*Task prompt*. Each line of the data should be transcribed exactly as given.

☆ ☆ ☆ ☆

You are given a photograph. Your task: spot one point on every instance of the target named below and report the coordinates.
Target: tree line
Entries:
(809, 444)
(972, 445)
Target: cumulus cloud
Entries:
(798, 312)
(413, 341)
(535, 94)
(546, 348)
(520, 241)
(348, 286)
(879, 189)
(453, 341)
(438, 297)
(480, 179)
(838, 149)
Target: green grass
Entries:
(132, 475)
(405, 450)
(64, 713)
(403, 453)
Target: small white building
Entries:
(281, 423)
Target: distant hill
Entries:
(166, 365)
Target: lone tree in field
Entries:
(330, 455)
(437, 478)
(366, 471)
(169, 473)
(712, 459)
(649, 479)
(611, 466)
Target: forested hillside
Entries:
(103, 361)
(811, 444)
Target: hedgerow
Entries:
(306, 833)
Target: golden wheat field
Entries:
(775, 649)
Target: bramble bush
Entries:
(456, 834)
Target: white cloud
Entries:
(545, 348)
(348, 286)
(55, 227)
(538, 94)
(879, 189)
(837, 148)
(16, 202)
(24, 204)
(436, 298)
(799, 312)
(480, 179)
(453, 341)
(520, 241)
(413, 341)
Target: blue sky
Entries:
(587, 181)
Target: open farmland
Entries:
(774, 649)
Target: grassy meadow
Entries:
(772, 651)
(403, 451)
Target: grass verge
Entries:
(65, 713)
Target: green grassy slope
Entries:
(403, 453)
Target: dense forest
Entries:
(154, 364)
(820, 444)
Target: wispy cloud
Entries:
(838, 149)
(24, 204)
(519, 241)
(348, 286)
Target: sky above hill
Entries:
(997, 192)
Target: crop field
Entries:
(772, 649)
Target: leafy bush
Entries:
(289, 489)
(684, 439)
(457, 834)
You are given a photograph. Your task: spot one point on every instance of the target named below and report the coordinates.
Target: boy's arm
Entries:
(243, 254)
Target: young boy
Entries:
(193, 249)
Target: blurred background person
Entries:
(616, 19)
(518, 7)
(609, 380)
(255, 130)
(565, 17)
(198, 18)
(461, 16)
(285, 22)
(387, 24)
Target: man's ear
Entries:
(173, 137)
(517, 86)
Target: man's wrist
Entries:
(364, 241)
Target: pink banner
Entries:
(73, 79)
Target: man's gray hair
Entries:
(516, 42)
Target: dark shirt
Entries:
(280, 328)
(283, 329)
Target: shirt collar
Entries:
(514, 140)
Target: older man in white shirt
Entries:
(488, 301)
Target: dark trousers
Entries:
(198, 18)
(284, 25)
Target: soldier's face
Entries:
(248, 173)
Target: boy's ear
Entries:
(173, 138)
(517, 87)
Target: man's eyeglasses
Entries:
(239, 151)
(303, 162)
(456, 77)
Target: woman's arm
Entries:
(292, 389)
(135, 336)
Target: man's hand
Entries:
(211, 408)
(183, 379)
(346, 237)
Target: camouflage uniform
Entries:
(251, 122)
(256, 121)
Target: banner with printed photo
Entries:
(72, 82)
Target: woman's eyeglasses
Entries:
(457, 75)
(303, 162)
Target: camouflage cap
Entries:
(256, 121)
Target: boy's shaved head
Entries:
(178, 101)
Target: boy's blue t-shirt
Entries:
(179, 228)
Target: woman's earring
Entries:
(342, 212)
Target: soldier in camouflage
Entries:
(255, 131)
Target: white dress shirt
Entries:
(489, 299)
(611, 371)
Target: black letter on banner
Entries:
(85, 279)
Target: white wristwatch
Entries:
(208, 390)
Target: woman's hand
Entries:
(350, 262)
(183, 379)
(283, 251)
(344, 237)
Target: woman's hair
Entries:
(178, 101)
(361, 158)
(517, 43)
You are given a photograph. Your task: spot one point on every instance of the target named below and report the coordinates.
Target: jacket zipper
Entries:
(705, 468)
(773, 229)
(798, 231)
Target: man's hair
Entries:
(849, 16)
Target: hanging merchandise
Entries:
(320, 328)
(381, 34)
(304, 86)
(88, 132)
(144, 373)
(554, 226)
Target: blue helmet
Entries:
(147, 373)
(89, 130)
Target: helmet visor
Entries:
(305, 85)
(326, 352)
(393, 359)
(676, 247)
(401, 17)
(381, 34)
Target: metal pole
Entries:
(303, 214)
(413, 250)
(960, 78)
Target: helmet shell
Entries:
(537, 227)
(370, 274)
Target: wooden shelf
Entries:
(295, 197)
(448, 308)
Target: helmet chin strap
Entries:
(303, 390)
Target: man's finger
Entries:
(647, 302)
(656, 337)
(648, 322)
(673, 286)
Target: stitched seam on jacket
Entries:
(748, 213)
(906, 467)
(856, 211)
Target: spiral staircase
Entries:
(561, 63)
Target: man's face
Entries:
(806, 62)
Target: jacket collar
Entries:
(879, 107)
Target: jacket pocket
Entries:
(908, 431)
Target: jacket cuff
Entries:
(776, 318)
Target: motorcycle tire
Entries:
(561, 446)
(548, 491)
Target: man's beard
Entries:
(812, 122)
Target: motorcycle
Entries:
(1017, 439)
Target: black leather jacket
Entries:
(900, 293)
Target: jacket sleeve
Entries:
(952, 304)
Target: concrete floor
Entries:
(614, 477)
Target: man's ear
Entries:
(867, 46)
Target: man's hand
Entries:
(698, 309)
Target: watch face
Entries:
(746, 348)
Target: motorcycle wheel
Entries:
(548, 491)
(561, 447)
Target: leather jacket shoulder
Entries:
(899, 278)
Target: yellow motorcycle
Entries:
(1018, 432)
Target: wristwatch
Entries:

☆ ☆ ☆ ☆

*Solution*.
You are given a photograph. Your task: spot one point on every instance of the target named below and report the coordinates.
Target: tree line
Entries:
(809, 444)
(972, 445)
Target: cumulus cloud
Entries:
(798, 312)
(413, 341)
(535, 94)
(546, 348)
(520, 241)
(348, 286)
(879, 189)
(453, 341)
(438, 297)
(480, 179)
(838, 149)
Target: green grass
Entries:
(132, 475)
(405, 450)
(64, 713)
(403, 453)
Target: small white building
Entries:
(281, 423)
Target: distant hill
Entries:
(166, 365)
Target: lone tree in field
Entries:
(330, 455)
(437, 478)
(366, 471)
(169, 473)
(712, 459)
(649, 479)
(611, 466)
Target: forested hillside
Entries:
(103, 361)
(811, 444)
Target: hedgerow
Entries:
(306, 833)
Target: golden wheat field
Entries:
(775, 649)
Target: bramble bush
Entries:
(456, 834)
Target: white cloud
Entries:
(545, 348)
(348, 286)
(55, 227)
(538, 94)
(879, 189)
(837, 148)
(16, 202)
(24, 204)
(436, 298)
(799, 312)
(480, 179)
(453, 341)
(520, 241)
(413, 341)
Target: blue sky
Entries:
(587, 181)
Target: open farmland
Entries:
(774, 649)
Target: grassy meadow
Entries:
(772, 651)
(403, 451)
Target: grass verge
Entries:
(65, 713)
Target: green grassy slope
Entries:
(403, 453)
Target: dense forest
Entries:
(154, 364)
(820, 444)
Target: wispy cloud
Entries:
(838, 149)
(24, 204)
(519, 241)
(348, 286)
Target: sky above hill
Entries:
(997, 192)
Target: crop field
Entries:
(772, 649)
Target: leafy bush
Entries:
(289, 489)
(684, 439)
(457, 834)
You are given a photograph. Your task: spot one point on every instance of the target named below and report the coordinates.
Target: boy's arm
Entries:
(243, 254)
Target: young boy
Entries:
(193, 249)
Target: blurred background person
Entries:
(616, 19)
(518, 7)
(609, 380)
(255, 130)
(565, 17)
(198, 18)
(461, 16)
(285, 22)
(387, 24)
Target: man's ear
Entries:
(173, 137)
(517, 86)
Target: man's wrist
Entries:
(364, 241)
Target: pink banner
Entries:
(73, 79)
Target: man's gray hair
Entries:
(516, 42)
Target: dark shirt
Entries:
(280, 328)
(283, 329)
Target: shirt collar
Entries:
(514, 140)
Target: older man in white shirt
Entries:
(488, 301)
Target: dark trousers
Entries:
(198, 18)
(284, 25)
Target: soldier's face
Entries:
(248, 173)
Target: boy's ear
Entries:
(173, 138)
(517, 87)
Target: man's eyeglasses
Entries:
(239, 151)
(303, 162)
(456, 77)
Target: woman's arm
Entries:
(292, 389)
(135, 336)
Target: man's hand
Entries:
(211, 408)
(183, 379)
(346, 237)
Target: camouflage uniform
Entries:
(251, 122)
(256, 121)
Target: banner with printed photo
Entries:
(72, 82)
Target: woman's eyeglasses
Entries:
(457, 75)
(303, 162)
Target: camouflage cap
Entries:
(256, 121)
Target: boy's shaved head
Entries:
(178, 101)
Target: boy's blue t-shirt
Entries:
(179, 228)
Target: woman's earring
Entries:
(342, 212)
Target: soldier in camouflage
Entries:
(255, 131)
Target: white dress shirt
Entries:
(489, 299)
(611, 371)
Target: black letter on banner
Entries:
(85, 279)
Target: white wristwatch
Entries:
(208, 390)
Target: woman's hand
Entries:
(350, 262)
(183, 379)
(283, 251)
(344, 237)
Target: woman's hair
Entries:
(178, 101)
(361, 158)
(517, 43)
You are given a photograph. Your task: spot one point on every instance of the target named below and report the coordinates.
Target: jacket zipper
Entries:
(705, 468)
(773, 229)
(798, 231)
Target: man's hair
Entries:
(849, 16)
Target: hanging merchandise
Entries:
(320, 328)
(381, 34)
(304, 86)
(88, 132)
(144, 373)
(554, 226)
Target: blue helmet
Entries:
(147, 373)
(89, 130)
Target: helmet visor
Entries:
(305, 85)
(326, 352)
(393, 359)
(676, 247)
(401, 17)
(381, 34)
Target: metal pole
Entries:
(303, 214)
(413, 250)
(960, 78)
Target: helmet shell
Entries:
(537, 227)
(370, 274)
Target: wooden shelf
Entries:
(295, 197)
(448, 308)
Target: helmet chin strap
Entries:
(303, 390)
Target: man's finger
Entries:
(647, 302)
(656, 337)
(648, 322)
(673, 286)
Target: stitched seam on jacket
Entries:
(748, 213)
(906, 467)
(856, 211)
Target: spiral staircase
Entries:
(561, 63)
Target: man's face
Entries:
(806, 62)
Target: jacket collar
Entries:
(879, 107)
Target: jacket pocket
Entries:
(908, 431)
Target: jacket cuff
Entries:
(776, 318)
Target: motorcycle tire
Entries:
(561, 446)
(548, 491)
Target: man's beard
Entries:
(812, 122)
Target: motorcycle
Entries:
(1017, 439)
Target: black leather jacket
Entries:
(900, 293)
Target: jacket sleeve
Entries:
(952, 304)
Target: concrete floor
Entries:
(614, 477)
Target: man's ear
Entries:
(867, 46)
Target: man's hand
Entries:
(698, 309)
Target: watch face
Entries:
(746, 348)
Target: motorcycle wheel
Entries:
(548, 491)
(561, 447)
Target: leather jacket shoulder
Entries:
(899, 278)
Target: yellow motorcycle
Entries:
(1018, 432)
Target: wristwatch
Entries:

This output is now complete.